**SET PROBLEM**
Convert the rows starting at the line containing "of the floppy" and ending at the last line of the rows into a Markdown table with the columns Number and Text. Put one line and its number in each table row, skip blank lines, and leave the pictures out.

**MATERIAL FOR THE TASK**
— Start —

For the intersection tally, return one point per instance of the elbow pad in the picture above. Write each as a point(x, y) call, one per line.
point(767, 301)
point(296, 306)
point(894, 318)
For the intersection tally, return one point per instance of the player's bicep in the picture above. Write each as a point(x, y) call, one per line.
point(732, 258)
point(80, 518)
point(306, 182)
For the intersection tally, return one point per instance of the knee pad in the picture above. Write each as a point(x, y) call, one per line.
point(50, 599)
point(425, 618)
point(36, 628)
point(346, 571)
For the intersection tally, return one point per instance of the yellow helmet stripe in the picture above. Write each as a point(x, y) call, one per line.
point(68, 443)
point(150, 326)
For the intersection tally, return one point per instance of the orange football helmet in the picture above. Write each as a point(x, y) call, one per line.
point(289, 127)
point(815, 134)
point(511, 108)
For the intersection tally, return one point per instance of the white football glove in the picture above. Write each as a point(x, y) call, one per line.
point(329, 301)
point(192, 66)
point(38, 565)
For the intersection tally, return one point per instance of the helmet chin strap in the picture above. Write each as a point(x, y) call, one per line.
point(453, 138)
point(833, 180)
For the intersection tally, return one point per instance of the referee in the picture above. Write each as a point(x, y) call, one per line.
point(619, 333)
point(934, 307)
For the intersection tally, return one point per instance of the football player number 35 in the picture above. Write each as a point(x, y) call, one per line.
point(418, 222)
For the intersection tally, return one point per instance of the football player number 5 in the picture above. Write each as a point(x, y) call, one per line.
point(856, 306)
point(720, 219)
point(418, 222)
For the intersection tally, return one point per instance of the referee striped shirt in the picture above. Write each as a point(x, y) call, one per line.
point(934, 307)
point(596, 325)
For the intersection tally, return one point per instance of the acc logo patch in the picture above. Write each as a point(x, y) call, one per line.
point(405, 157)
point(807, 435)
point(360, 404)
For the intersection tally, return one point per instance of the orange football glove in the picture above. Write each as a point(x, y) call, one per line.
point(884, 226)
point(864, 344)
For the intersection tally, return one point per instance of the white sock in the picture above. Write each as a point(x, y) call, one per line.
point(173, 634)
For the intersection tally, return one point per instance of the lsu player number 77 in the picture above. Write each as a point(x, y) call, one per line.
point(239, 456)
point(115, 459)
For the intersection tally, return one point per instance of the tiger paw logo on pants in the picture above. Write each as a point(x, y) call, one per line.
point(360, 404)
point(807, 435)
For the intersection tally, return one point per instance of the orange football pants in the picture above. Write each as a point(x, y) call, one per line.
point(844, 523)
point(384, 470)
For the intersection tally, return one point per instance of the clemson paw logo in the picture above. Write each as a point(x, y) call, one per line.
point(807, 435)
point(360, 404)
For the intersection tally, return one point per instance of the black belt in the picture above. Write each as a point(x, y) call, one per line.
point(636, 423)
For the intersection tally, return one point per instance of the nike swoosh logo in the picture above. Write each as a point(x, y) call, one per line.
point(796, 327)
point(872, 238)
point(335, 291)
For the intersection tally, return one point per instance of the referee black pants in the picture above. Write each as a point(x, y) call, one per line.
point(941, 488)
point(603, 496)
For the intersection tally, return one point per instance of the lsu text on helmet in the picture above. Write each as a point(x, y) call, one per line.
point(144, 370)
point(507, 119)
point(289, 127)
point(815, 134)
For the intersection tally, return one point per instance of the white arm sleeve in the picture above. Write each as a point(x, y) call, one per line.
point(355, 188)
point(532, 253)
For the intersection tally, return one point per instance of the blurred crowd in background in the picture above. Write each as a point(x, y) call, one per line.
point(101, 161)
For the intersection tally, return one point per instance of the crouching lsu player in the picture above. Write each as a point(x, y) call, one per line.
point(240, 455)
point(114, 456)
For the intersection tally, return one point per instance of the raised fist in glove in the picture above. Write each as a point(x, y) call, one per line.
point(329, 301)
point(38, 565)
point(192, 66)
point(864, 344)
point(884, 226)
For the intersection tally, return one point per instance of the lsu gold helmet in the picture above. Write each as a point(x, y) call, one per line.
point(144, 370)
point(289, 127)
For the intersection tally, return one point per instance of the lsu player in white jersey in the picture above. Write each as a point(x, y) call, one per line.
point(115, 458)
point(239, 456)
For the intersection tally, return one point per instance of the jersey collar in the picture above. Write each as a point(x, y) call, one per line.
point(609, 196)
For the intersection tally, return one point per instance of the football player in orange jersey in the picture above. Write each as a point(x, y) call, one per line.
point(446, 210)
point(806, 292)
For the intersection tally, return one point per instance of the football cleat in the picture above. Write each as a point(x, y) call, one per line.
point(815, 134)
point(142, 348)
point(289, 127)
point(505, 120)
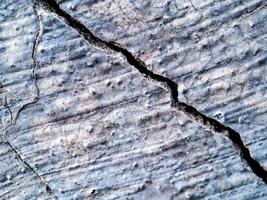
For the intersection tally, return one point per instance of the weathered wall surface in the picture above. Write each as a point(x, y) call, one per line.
point(79, 122)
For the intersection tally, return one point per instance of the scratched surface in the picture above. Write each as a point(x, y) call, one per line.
point(100, 130)
point(216, 53)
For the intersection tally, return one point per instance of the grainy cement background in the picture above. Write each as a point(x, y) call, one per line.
point(100, 130)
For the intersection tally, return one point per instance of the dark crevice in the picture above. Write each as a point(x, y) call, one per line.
point(204, 120)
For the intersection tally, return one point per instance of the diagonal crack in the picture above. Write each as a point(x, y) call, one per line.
point(171, 86)
point(35, 99)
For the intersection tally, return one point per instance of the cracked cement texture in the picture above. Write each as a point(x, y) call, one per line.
point(102, 131)
point(216, 54)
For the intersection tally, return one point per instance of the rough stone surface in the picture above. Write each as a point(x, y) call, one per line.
point(215, 50)
point(100, 130)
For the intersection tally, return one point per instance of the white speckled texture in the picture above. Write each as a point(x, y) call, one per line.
point(100, 130)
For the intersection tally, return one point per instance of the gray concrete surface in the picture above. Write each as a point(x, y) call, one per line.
point(78, 121)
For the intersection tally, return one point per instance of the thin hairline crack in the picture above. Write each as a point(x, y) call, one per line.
point(13, 120)
point(171, 86)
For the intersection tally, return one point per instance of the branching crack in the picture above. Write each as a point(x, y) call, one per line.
point(210, 123)
point(35, 99)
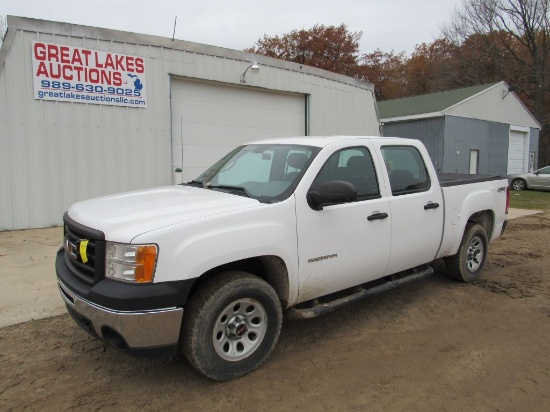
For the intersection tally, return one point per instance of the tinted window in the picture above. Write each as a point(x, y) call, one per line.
point(353, 165)
point(406, 169)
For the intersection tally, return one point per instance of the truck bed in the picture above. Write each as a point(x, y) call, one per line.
point(456, 179)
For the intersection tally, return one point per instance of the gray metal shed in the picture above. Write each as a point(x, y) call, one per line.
point(481, 129)
point(86, 111)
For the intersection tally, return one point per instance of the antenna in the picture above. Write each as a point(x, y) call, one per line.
point(174, 34)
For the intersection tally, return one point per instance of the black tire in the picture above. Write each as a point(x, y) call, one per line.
point(231, 325)
point(519, 184)
point(468, 263)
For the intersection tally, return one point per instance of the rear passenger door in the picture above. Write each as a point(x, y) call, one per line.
point(416, 206)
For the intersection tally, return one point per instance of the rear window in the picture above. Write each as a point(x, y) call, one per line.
point(406, 169)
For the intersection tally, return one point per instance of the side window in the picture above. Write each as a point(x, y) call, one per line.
point(352, 165)
point(406, 169)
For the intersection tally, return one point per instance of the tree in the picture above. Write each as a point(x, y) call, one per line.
point(515, 35)
point(385, 71)
point(431, 68)
point(327, 47)
point(3, 29)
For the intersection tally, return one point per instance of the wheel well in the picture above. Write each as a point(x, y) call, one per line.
point(272, 269)
point(486, 219)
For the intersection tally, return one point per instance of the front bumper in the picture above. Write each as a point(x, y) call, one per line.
point(147, 331)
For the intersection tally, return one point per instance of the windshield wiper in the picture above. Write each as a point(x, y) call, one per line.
point(241, 190)
point(195, 183)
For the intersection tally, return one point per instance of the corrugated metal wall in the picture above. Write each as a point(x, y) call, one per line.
point(496, 104)
point(463, 134)
point(53, 154)
point(428, 131)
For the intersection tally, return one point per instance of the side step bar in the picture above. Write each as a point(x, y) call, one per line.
point(361, 292)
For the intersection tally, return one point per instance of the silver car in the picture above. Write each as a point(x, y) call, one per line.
point(539, 179)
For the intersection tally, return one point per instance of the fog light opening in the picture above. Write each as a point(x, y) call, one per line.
point(113, 338)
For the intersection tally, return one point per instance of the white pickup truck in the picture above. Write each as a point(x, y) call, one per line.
point(301, 225)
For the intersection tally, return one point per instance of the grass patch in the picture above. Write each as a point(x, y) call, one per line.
point(529, 199)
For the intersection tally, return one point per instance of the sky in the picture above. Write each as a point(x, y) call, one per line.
point(396, 25)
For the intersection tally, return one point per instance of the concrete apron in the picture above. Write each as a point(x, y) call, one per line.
point(28, 277)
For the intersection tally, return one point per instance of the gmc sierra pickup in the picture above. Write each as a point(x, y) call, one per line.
point(302, 225)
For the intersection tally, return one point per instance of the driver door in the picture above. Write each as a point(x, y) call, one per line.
point(344, 245)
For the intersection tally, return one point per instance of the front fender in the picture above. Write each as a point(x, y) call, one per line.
point(190, 249)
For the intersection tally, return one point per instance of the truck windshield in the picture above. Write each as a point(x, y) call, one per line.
point(266, 172)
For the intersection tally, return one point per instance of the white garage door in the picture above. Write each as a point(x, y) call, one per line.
point(518, 150)
point(209, 119)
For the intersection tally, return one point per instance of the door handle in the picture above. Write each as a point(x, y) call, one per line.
point(431, 205)
point(377, 216)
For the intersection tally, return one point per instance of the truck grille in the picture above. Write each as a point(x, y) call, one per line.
point(84, 251)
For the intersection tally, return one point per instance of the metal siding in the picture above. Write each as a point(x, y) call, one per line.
point(428, 131)
point(462, 135)
point(494, 105)
point(55, 153)
point(210, 119)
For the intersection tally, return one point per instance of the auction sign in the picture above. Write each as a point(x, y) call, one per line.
point(75, 74)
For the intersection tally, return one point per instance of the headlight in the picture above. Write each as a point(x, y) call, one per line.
point(131, 263)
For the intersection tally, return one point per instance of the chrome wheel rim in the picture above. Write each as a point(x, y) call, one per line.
point(239, 329)
point(474, 256)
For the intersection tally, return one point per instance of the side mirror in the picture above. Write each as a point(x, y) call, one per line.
point(331, 193)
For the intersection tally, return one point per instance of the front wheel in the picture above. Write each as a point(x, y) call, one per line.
point(519, 184)
point(231, 325)
point(468, 263)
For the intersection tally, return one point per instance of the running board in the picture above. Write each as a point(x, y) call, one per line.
point(361, 292)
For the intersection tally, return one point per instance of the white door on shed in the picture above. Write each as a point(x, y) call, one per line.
point(210, 119)
point(518, 152)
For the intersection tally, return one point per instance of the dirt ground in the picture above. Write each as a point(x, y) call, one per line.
point(434, 345)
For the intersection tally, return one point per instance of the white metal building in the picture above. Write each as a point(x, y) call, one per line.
point(86, 111)
point(479, 129)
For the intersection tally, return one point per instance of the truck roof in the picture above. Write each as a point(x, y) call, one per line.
point(322, 141)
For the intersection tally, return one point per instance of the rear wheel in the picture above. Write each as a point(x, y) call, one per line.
point(468, 263)
point(519, 184)
point(231, 325)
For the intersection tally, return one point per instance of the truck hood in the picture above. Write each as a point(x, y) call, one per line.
point(124, 216)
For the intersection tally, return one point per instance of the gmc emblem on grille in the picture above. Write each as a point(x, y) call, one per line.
point(70, 248)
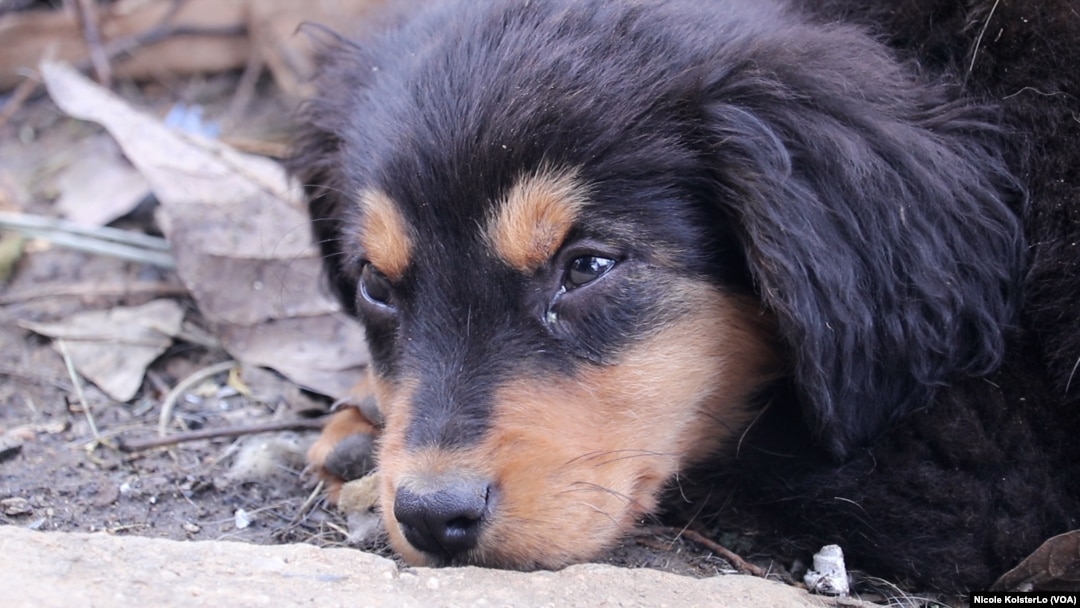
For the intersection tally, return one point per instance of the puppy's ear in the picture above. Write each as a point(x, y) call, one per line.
point(318, 159)
point(876, 224)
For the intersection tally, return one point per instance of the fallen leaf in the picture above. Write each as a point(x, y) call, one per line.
point(240, 235)
point(99, 186)
point(112, 348)
point(1054, 566)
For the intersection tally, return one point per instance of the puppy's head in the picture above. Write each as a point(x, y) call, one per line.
point(584, 237)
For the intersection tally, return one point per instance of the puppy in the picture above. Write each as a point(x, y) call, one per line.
point(772, 253)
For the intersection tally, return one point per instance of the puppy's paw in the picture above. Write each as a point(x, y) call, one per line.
point(345, 450)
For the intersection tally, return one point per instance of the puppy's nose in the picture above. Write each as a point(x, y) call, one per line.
point(446, 519)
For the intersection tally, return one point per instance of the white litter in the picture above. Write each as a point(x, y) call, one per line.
point(828, 575)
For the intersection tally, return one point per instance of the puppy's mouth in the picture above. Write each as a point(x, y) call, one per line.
point(446, 519)
point(538, 515)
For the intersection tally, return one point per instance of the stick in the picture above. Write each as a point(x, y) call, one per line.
point(86, 11)
point(740, 564)
point(183, 387)
point(78, 388)
point(138, 445)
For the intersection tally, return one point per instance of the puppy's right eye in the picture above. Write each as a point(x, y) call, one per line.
point(375, 287)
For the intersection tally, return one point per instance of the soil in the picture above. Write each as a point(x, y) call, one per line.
point(61, 467)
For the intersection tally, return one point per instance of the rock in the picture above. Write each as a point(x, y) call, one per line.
point(44, 569)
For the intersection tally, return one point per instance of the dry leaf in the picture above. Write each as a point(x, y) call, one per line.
point(1054, 566)
point(241, 240)
point(99, 186)
point(112, 348)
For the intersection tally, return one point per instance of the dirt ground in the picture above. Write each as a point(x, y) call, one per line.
point(61, 467)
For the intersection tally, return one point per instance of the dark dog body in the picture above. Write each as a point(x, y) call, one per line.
point(598, 245)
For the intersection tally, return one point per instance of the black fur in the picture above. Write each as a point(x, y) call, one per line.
point(901, 193)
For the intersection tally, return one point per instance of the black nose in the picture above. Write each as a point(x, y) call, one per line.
point(446, 519)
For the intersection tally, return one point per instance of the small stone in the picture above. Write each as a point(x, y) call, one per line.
point(241, 518)
point(828, 575)
point(15, 505)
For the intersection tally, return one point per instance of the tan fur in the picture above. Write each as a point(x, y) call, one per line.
point(385, 234)
point(346, 421)
point(577, 460)
point(532, 220)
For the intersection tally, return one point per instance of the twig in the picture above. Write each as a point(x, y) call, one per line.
point(91, 289)
point(78, 388)
point(170, 403)
point(740, 564)
point(138, 445)
point(123, 244)
point(86, 12)
point(28, 88)
point(22, 93)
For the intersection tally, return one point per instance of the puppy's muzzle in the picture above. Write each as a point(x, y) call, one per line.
point(444, 516)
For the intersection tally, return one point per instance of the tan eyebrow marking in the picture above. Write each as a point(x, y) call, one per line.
point(531, 223)
point(385, 234)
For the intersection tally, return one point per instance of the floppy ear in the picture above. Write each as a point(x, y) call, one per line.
point(876, 225)
point(316, 159)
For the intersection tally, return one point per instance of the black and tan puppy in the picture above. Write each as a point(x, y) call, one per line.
point(817, 261)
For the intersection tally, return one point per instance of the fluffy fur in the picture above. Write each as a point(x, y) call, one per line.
point(875, 202)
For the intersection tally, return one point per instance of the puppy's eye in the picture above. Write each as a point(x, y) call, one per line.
point(585, 269)
point(375, 287)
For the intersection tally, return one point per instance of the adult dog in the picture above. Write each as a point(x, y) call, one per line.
point(817, 261)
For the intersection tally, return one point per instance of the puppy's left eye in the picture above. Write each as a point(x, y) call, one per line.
point(375, 287)
point(585, 269)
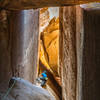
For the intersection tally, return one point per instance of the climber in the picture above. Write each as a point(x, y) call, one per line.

— End —

**PROBLEM SOLUTION**
| Number | Text |
|---|---|
| 1 | For the intersection tally, return one point per instance of the floppy ear in the picture above. Write each as a point(x, y) call, one per line. |
| 2 | point(876, 225) |
| 3 | point(316, 159) |
| 4 | For the intersection tally, return one point per instance of the black and tan puppy in the picture above. Write each as a point(x, y) call, one per line. |
| 5 | point(817, 261) |
| 6 | For the intersection tally, return one point per instance of the fluffy fur in the picture above. Write each as a point(x, y) call, one per line. |
| 7 | point(875, 202) |
| 8 | For the intersection tally, return one point per instance of the puppy's eye in the picture above. Write each as a point(x, y) call, one per line. |
| 9 | point(585, 269) |
| 10 | point(375, 287) |
| 11 | For the intersection tally, return one point per instance of the adult dog in the picture above. Write each as a point(x, y) call, one per line. |
| 12 | point(817, 261) |
| 13 | For the intersection tally, return one point per instance of the puppy's left eye in the picture above. Write each as a point(x, y) call, one per line. |
| 14 | point(375, 287) |
| 15 | point(585, 269) |
| 16 | For the intersection tally, return one point per instance of the climber in the picture above. Write each as a point(x, y) call, one per line. |